====== FRAGMENTO PARA LEER

Eduardo Villatoro

Toda aquella persona que deliberadamente procede al margen de las normas establecidas en el orden jurídico del país, debe ser objeto de castigo proporcional al delito cometido, previo procedimiento establecido en el marco del debido proceso.

Es agradable leer o escuchar un texto de esta naturaleza (que no es una aseveración creada por mí, obviamente), sobre todo cuando se refiere a nuestro golpeado país en el que abundan miles de crímenes que han quedado impunes, sin que necesariamente sean las autoridades judiciales, policíacas o de la institución encargada de la persecución penal, las responsables de tan oprobiosa impunidad.
No estoy aludiendo a los delitos imputados a políticos o empresarios influyentes, porque por fortuna el Ministerio Público y la CICIG han propiciado la investigación, aprehensión y consignación a los órganos jurisdiccionales a altos funcionarios públicos que se consideraban intocables, como los casos del señor Pérez Molina y la señora Baldetti, así como jueces y magistrados, mientras que la PNC ha desmantelado nutridas bandas de extorsionistas que proceden con suma crueldad contra las clases sociales menos protegidas, dejando en la orfandad a indeterminado número de niños y en el abandono a sus viudas.

============

▸ **LISTA DE ACTIVIDADES**
[1] Indique si cada afirmación concuerda con el fragmento sobre la impunidad. Responda sí o no y cite las palabras exactas del fragmento que lo deciden.
(a) El autor presenta la frase inicial sobre el castigo como una aseveración propia.
(b) La PNC ha desmantelado bandas de extorsionistas.
(c) Según el autor, los responsables de la impunidad son necesariamente las autoridades judiciales.
[2] Por favor, transcriba del fragmento sobre la impunidad el pasaje que va desde "Toda aquella persona" hasta "del debido proceso.".
El listado que sigue procede de otra fuente, ajena al fragmento.

====== MATERIAL PROPORCIONADO

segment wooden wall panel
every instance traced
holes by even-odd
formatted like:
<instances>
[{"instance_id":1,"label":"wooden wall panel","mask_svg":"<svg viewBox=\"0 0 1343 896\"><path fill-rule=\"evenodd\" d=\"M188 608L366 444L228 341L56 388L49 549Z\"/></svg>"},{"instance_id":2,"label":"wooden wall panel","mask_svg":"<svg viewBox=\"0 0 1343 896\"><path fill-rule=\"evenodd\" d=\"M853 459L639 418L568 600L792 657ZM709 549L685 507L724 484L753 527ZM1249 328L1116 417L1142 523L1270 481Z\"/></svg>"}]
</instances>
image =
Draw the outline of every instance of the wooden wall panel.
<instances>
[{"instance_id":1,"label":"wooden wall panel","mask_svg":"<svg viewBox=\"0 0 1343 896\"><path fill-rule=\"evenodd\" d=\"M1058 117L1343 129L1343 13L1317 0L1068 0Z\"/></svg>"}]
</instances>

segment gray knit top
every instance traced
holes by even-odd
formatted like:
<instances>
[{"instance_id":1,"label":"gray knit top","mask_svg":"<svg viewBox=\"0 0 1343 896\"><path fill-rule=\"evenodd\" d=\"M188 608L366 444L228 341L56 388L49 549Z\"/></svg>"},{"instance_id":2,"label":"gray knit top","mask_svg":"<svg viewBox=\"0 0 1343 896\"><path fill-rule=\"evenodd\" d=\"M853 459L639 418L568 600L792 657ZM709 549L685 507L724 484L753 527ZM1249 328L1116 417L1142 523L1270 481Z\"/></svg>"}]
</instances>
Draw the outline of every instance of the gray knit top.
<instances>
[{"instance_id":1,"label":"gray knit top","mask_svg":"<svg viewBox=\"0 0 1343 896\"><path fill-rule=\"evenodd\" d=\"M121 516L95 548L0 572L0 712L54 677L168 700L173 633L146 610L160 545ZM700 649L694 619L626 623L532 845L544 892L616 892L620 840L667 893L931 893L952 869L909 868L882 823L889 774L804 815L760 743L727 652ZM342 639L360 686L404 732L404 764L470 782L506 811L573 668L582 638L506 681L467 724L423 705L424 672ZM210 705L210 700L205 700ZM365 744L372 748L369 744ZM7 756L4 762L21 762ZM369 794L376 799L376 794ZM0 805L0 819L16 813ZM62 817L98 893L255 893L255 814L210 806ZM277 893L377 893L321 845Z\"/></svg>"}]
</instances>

============

▸ **RESULTADOS DE TAREAS**
[1]
(a) No: "que no es una aseveración creada por mí, obviamente".
(b) Sí: "la PNC ha desmantelado nutridas bandas de extorsionistas".
(c) No: "sin que necesariamente sean las autoridades judiciales, policíacas o de la institución encargada de la persecución penal, las responsables de tan oprobiosa impunidad".

[2]
Toda aquella persona que deliberadamente procede al margen de las normas establecidas en el orden jurídico del país, debe ser objeto de castigo proporcional al delito cometido, previo procedimiento establecido en el marco del debido proceso.